→ **As tarefas**:
1. Responda, com base no excerto, às seguintes perguntas:
(a) Em que ilha decorreu a Op Tridente?
(b) Que posto tinha Marcelino da Mata à época dos acontecimentos?
(c) A quem pertencem os direitos reservados indicados no final do excerto?
2. Verta para inglês esta frase do excerto: «Entre eles, está o nosso Mário Dias (o segundo, a contar da direita).»

→ **Excerto**:

Portugal > s/l, algures, > de Setembro de 2005 > Um reencontro de velhos camaradas, militares portugueses que estiveram na Guiné, tendo participado na Op Tridente (Ilha do Como, de 14 de Janeiro a 24 de Março de 1964)... Quarenta anos depois... Alguns dos bravos da mítica batalha do Como... Entre eles, está o nosso Mário Dias (o segundo, a contar da direita). ... Já agora aqui fica a legenda completa (Os postos, referentes a cada um, são os que tinham à época dos acontecimentos): Da esquerda para a direita: (a) sold João Firmino Martins Correia; (b) 1º cabo Marcelino da Mata (hoje tenente-coronel, na situação de reforma); (c) 1º cabo Fernando Celestino Raimundo; (d) fur mil António M. Vassalo Miranda; (e) fur mil Mário Fernando Roseira Dias (hoje sargento na reforma); (f) sold Joaquim Trindade Cavaco.
Foto (e legenda): © Mário Dias (2005). Todos os direitos reservados. [Edição e legendagem complementar: Blogue Luís Graça & Camaradas da Guiné].

→ **Informação extraída**:
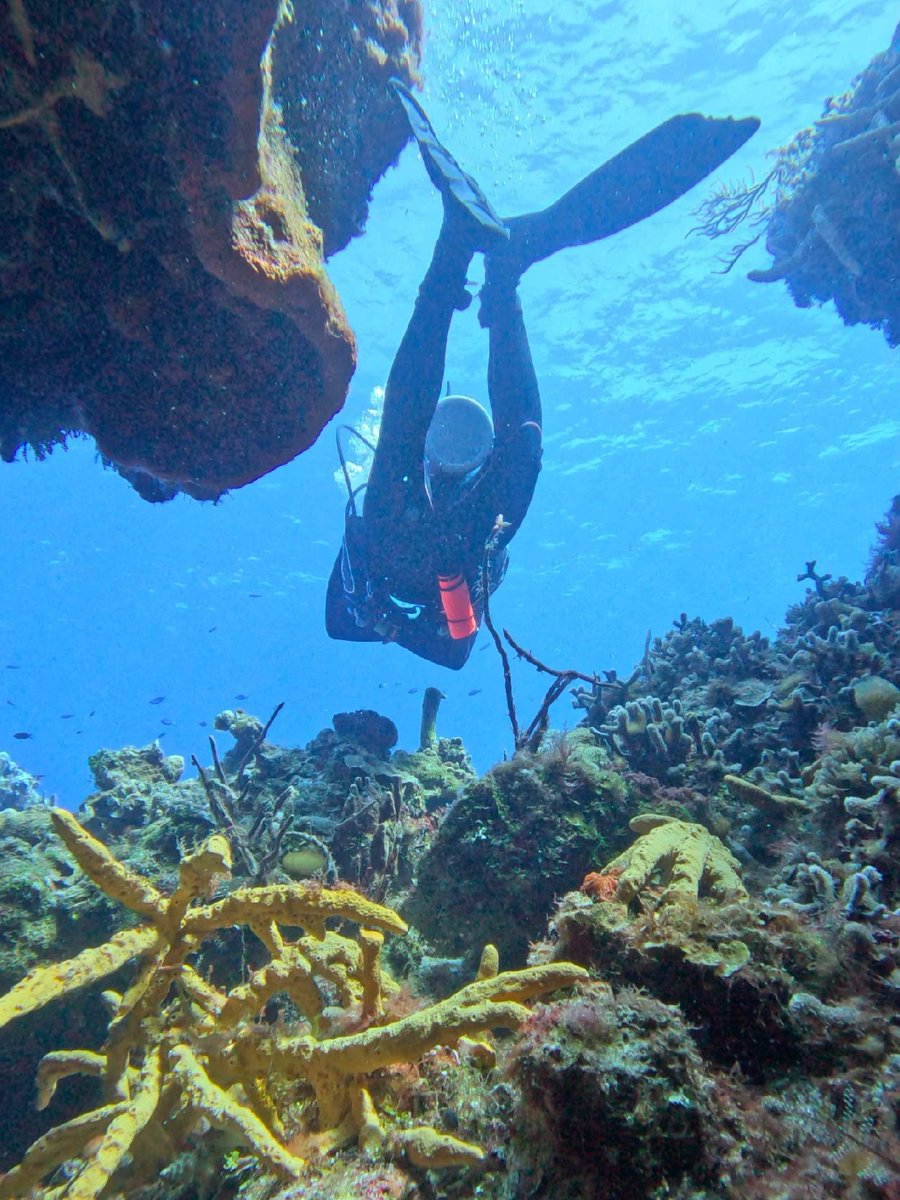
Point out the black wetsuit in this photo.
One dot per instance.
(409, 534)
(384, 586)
* * *
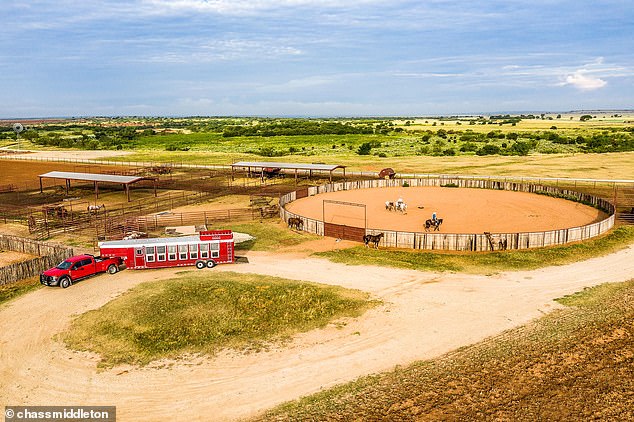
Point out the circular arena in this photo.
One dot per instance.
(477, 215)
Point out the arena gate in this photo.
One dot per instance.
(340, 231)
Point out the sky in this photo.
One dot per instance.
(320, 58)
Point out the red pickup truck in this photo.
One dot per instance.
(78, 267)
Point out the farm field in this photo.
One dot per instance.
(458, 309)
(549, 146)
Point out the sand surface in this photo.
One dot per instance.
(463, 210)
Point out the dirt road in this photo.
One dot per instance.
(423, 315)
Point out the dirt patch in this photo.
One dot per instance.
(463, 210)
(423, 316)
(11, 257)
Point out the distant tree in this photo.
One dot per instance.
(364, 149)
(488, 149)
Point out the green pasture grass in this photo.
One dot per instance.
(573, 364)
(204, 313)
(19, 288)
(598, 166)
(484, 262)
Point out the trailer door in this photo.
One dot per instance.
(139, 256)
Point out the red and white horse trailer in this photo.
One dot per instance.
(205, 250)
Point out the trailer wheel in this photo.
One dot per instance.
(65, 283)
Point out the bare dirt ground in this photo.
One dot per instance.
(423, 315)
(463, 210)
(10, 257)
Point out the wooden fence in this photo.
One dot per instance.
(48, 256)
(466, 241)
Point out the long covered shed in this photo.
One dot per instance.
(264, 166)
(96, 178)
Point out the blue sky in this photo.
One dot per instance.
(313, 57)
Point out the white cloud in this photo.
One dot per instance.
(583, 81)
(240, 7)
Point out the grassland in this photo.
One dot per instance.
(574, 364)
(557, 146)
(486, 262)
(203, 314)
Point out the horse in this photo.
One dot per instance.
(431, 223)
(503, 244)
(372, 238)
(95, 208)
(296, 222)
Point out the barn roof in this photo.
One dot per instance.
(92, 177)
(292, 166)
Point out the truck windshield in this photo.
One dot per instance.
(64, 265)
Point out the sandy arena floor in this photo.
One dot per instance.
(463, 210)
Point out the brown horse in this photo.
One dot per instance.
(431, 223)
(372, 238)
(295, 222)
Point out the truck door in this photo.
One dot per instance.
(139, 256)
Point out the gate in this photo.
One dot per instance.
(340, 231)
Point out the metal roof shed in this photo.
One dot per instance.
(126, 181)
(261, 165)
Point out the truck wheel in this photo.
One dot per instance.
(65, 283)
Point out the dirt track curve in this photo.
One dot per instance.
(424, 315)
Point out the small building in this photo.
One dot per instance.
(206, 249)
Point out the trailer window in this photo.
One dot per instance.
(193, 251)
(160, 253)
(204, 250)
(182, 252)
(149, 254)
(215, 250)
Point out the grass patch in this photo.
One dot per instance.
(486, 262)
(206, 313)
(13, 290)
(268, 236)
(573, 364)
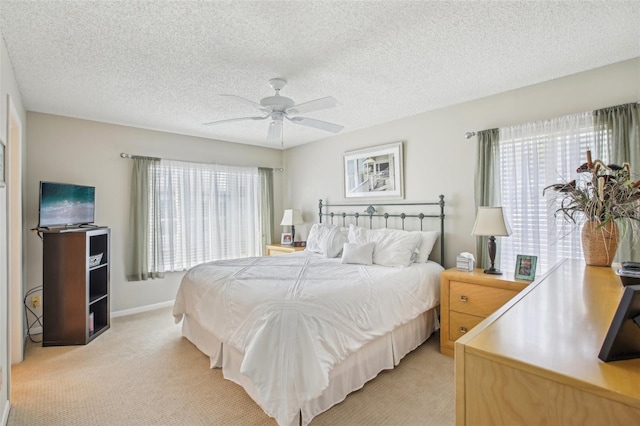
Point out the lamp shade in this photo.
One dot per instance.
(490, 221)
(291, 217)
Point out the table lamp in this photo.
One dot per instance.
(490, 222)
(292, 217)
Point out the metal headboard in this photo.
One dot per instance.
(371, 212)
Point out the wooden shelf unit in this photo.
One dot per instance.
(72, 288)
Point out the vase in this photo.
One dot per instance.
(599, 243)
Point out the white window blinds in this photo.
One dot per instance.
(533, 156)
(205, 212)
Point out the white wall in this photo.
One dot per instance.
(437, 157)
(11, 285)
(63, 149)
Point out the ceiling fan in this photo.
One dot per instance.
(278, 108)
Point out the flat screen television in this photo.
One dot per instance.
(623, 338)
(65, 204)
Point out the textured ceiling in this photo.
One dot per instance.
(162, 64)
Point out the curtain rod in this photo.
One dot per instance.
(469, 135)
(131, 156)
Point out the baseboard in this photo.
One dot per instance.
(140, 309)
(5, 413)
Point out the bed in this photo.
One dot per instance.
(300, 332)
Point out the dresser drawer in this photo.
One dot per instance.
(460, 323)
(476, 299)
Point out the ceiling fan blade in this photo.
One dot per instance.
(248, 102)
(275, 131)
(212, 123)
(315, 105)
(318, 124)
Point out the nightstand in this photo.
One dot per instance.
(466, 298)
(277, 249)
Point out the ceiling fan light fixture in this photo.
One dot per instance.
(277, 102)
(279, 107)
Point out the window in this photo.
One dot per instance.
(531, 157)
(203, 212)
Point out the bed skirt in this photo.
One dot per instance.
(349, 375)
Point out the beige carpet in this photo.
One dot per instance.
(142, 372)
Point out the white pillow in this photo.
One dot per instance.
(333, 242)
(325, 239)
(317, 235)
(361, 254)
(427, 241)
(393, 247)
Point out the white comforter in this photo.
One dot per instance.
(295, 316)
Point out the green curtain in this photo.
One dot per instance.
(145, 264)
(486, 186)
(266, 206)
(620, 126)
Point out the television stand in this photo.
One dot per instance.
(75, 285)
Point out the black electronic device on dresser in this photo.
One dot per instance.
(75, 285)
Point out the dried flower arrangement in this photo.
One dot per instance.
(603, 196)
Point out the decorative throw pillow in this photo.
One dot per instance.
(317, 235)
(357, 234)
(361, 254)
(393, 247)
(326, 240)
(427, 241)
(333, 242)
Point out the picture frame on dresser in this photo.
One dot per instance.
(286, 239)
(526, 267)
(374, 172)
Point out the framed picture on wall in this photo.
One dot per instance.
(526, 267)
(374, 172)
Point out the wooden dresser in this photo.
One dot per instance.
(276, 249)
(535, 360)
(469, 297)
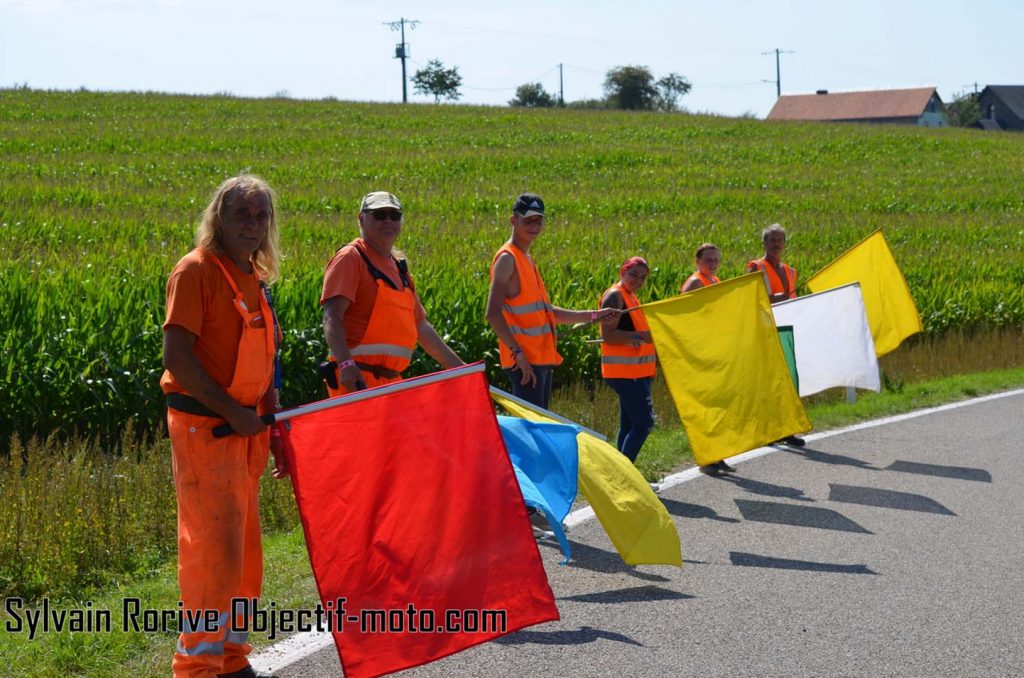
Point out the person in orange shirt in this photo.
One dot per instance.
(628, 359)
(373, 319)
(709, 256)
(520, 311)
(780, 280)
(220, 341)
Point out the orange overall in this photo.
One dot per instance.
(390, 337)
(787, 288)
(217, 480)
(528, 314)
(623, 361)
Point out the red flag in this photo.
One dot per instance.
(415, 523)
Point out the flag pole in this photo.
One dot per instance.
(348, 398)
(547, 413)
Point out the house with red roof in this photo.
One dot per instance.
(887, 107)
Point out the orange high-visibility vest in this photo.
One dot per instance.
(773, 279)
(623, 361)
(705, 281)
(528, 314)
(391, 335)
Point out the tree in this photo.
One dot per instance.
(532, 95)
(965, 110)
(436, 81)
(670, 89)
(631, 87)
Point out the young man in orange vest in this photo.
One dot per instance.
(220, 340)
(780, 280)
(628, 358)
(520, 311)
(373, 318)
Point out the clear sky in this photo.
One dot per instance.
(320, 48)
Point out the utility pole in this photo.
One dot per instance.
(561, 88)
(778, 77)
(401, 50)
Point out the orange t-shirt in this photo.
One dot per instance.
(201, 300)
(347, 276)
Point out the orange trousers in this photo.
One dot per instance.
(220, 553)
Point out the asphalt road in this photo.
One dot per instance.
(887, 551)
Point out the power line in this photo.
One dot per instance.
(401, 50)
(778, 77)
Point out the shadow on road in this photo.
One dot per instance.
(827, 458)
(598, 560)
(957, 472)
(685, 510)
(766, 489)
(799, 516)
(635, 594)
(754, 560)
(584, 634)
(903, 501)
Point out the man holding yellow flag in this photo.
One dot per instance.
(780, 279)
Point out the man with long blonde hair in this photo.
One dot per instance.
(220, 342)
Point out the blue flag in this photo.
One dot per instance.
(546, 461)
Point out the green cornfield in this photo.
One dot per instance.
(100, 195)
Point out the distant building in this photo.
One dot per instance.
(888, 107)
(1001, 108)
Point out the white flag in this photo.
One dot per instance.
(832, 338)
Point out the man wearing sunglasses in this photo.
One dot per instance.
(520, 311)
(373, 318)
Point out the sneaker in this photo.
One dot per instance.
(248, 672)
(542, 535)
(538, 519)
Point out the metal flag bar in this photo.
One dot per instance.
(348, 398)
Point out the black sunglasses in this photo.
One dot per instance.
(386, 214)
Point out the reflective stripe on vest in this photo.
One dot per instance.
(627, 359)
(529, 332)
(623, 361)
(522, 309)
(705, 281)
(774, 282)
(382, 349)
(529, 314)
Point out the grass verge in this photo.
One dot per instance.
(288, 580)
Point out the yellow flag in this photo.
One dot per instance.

→ **Conjunto de respostas**:
1.
(a) Na Ilha do Como.
(b) 1º cabo.
(c) A Mário Dias.

2. Among them is our Mário Dias (the second from the right).